Records excerpted from a collection:
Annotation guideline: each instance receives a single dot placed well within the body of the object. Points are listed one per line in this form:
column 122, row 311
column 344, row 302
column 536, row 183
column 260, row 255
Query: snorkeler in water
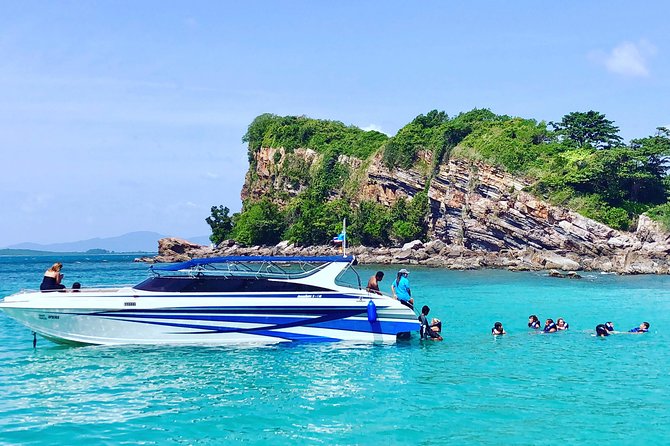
column 534, row 322
column 605, row 329
column 498, row 329
column 643, row 328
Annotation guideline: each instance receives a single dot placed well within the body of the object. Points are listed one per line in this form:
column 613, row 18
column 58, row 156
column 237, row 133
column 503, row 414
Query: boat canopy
column 195, row 263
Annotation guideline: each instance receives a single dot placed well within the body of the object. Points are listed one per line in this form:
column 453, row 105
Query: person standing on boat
column 400, row 289
column 373, row 283
column 52, row 278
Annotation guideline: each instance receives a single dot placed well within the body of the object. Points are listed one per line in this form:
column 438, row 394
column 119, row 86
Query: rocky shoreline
column 649, row 257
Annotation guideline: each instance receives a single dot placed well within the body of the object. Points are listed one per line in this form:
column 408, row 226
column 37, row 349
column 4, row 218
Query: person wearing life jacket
column 498, row 329
column 427, row 331
column 605, row 329
column 561, row 324
column 643, row 328
column 533, row 322
column 549, row 326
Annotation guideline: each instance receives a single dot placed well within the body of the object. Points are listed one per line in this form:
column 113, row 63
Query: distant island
column 430, row 180
column 493, row 190
column 132, row 242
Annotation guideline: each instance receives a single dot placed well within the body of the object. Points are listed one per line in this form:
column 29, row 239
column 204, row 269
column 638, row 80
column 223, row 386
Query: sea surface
column 472, row 388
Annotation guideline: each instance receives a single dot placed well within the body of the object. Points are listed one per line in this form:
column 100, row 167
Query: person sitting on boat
column 605, row 329
column 373, row 283
column 52, row 278
column 400, row 289
column 534, row 322
column 498, row 329
column 338, row 240
column 427, row 331
column 643, row 328
column 549, row 326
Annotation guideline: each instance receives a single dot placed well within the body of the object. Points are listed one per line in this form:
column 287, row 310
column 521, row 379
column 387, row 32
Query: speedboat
column 220, row 300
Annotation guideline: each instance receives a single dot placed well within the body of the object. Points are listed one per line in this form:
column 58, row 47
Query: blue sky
column 124, row 116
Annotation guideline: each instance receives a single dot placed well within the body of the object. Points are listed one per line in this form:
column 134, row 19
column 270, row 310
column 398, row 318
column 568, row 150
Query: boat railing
column 258, row 267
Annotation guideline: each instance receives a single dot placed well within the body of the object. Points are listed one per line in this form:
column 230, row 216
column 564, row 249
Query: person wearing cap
column 400, row 289
column 373, row 283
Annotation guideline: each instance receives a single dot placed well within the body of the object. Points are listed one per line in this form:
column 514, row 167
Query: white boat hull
column 131, row 316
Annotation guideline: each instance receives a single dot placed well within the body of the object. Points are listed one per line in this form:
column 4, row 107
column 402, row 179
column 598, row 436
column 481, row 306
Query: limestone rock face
column 172, row 249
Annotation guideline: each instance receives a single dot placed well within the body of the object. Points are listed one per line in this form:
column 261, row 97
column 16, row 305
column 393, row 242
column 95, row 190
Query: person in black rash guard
column 533, row 322
column 643, row 328
column 605, row 329
column 426, row 329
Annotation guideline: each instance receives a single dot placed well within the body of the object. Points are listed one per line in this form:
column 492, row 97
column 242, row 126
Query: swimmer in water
column 643, row 328
column 605, row 329
column 549, row 326
column 498, row 329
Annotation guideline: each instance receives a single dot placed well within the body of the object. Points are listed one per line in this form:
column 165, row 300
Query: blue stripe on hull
column 336, row 321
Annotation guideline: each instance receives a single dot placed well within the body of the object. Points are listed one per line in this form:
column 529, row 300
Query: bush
column 259, row 224
column 661, row 214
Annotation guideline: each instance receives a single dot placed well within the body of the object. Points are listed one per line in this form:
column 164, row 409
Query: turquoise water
column 522, row 388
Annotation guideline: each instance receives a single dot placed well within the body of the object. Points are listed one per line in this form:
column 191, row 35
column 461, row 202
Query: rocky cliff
column 476, row 208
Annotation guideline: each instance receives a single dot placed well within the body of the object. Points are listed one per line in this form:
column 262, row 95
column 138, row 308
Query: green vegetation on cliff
column 580, row 162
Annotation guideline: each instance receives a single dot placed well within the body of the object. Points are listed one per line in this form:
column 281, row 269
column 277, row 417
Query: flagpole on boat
column 344, row 238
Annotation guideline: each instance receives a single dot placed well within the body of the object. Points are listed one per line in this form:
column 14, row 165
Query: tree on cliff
column 587, row 129
column 221, row 224
column 261, row 223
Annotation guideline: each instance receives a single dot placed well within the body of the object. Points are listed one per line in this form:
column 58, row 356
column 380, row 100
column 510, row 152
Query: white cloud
column 629, row 58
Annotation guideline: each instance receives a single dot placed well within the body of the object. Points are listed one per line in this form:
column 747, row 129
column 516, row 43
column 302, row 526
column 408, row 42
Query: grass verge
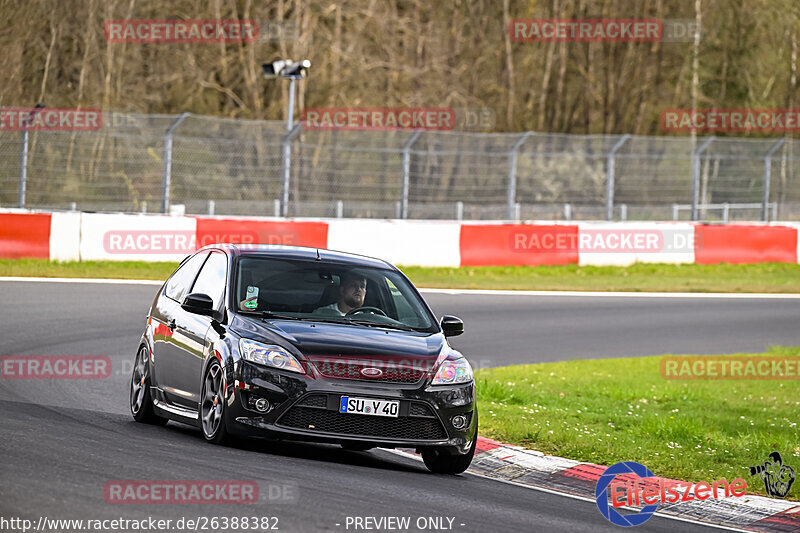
column 761, row 277
column 610, row 410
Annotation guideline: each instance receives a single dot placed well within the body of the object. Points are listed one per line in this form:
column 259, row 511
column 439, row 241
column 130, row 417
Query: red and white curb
column 566, row 476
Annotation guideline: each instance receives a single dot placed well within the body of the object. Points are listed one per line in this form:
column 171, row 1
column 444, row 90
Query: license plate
column 369, row 406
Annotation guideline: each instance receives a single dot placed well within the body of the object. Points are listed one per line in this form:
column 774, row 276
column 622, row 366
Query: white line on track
column 84, row 280
column 477, row 292
column 574, row 496
column 602, row 294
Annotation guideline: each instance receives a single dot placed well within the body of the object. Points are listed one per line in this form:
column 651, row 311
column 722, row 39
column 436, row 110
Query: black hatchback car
column 305, row 344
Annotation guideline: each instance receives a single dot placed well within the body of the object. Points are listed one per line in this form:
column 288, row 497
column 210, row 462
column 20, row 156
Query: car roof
column 302, row 253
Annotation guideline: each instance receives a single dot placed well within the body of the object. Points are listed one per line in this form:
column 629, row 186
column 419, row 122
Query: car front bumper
column 304, row 407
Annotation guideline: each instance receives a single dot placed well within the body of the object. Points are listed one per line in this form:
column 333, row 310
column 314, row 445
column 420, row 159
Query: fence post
column 287, row 168
column 512, row 173
column 406, row 172
column 696, row 175
column 610, row 170
column 23, row 168
column 166, row 175
column 767, row 176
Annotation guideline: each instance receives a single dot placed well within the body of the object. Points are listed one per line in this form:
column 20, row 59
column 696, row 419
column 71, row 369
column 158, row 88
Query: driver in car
column 352, row 291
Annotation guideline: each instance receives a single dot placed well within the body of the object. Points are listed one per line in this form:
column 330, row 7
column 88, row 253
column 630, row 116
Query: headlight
column 270, row 355
column 452, row 371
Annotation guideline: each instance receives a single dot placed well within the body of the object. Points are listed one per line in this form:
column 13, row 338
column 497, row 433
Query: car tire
column 439, row 461
column 141, row 402
column 211, row 414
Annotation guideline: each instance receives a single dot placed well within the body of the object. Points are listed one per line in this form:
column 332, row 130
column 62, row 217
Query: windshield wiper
column 270, row 314
column 380, row 325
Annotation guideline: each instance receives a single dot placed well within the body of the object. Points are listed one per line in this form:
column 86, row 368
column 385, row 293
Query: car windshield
column 311, row 290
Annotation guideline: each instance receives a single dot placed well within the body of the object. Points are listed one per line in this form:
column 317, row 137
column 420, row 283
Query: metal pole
column 166, row 175
column 512, row 174
column 406, row 172
column 23, row 158
column 23, row 168
column 290, row 114
column 610, row 170
column 696, row 175
column 287, row 168
column 767, row 177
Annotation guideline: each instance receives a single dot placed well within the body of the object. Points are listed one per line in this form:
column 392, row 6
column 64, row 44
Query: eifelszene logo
column 638, row 486
column 778, row 477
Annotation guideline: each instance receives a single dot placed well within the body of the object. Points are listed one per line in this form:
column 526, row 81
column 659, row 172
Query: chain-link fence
column 147, row 163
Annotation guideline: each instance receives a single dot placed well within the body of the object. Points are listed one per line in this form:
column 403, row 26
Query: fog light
column 460, row 422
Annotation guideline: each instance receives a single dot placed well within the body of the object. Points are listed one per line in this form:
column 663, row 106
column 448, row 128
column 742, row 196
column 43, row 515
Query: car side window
column 213, row 275
column 404, row 310
column 178, row 284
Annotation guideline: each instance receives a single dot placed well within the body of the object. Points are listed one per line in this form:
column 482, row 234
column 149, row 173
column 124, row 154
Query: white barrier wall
column 122, row 237
column 406, row 242
column 610, row 243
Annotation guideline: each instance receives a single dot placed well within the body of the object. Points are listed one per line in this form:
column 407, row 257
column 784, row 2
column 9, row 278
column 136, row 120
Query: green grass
column 761, row 277
column 640, row 277
column 610, row 410
column 86, row 269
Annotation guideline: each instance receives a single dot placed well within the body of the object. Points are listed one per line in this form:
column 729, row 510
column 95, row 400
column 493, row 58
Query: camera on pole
column 286, row 68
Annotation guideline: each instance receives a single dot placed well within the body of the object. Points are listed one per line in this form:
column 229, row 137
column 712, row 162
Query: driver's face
column 353, row 292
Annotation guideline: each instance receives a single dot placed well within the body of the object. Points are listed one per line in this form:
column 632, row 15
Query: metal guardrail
column 725, row 209
column 243, row 166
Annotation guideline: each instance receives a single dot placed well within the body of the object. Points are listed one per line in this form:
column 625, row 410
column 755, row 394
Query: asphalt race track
column 64, row 439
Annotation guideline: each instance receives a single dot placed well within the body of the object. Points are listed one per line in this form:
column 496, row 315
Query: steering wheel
column 366, row 309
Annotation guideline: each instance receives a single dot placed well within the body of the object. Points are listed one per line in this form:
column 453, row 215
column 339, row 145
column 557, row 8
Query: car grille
column 421, row 424
column 398, row 373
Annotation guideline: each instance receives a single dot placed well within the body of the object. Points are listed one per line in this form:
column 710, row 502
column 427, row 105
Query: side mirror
column 199, row 304
column 452, row 326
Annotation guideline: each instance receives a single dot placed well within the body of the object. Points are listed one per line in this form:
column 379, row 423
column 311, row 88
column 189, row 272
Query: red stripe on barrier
column 213, row 230
column 745, row 244
column 518, row 244
column 484, row 445
column 787, row 521
column 24, row 235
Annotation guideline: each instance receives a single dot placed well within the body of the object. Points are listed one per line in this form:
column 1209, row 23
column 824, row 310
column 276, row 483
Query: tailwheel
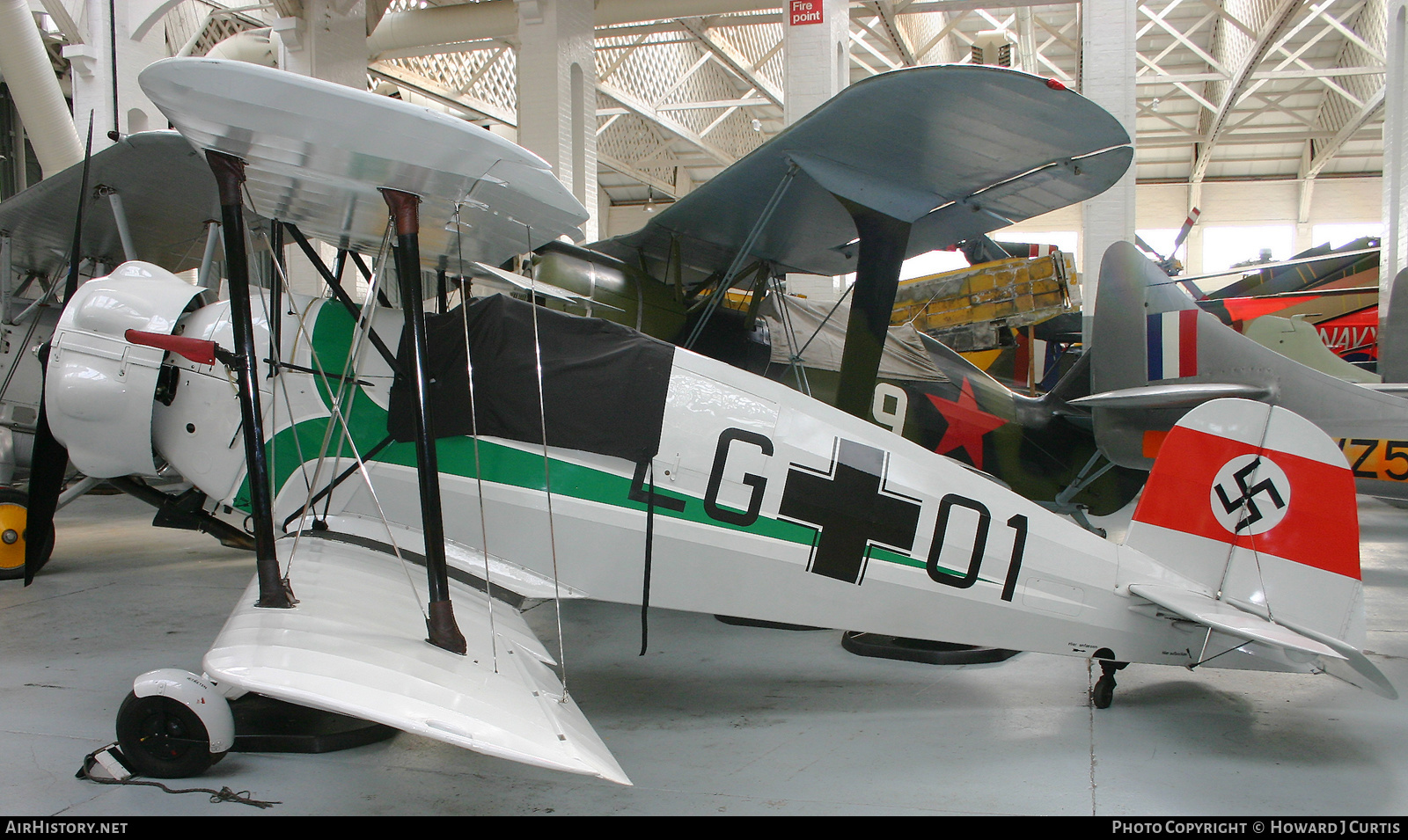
column 161, row 738
column 14, row 506
column 1103, row 692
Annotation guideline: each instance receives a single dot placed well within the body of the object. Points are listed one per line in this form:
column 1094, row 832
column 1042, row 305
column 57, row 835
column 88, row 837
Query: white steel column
column 1107, row 77
column 327, row 42
column 558, row 94
column 817, row 49
column 93, row 72
column 1393, row 351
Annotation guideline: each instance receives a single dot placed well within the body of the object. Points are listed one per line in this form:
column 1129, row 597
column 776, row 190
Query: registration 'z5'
column 1369, row 457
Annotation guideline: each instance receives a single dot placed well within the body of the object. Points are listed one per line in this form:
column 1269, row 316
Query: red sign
column 804, row 11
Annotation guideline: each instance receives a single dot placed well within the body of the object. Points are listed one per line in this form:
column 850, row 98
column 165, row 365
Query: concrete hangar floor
column 715, row 719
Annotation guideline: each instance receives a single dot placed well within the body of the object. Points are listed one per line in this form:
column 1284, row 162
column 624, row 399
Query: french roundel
column 1250, row 494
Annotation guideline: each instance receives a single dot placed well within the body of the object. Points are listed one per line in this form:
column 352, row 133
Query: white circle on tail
column 1250, row 494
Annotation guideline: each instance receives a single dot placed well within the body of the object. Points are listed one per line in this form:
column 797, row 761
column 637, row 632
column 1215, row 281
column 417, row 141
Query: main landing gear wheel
column 13, row 520
column 161, row 738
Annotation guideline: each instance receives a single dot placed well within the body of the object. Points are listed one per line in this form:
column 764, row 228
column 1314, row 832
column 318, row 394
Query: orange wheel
column 13, row 518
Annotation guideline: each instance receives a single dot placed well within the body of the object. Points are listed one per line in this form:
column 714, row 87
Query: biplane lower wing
column 950, row 148
column 1156, row 354
column 352, row 646
column 164, row 197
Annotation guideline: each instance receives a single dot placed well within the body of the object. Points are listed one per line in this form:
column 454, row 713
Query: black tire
column 161, row 738
column 14, row 506
column 1104, row 692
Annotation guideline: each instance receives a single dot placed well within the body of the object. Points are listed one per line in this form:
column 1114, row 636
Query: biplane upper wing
column 165, row 192
column 356, row 646
column 957, row 150
column 319, row 154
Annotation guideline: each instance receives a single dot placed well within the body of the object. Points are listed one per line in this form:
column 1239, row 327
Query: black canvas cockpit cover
column 603, row 384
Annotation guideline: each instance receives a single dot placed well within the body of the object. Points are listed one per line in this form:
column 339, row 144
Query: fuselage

#### What you will do
Taking the entries above, write out exactly each line from the one holding "Query: black tire" to the one holding "column 1239, row 327", both included, and stop there.

#### Solved problem
Query: black tire
column 161, row 738
column 14, row 506
column 1104, row 692
Annotation guideline: each instance receives a single dot placed well within the body of the object. Points are listed one per line in this form:
column 1114, row 636
Query: biplane upper wing
column 165, row 192
column 356, row 646
column 957, row 150
column 319, row 154
Annotation guideline: each instance receives a single dot placed well within the body of the object. Points are listed one per line in this form:
column 1239, row 327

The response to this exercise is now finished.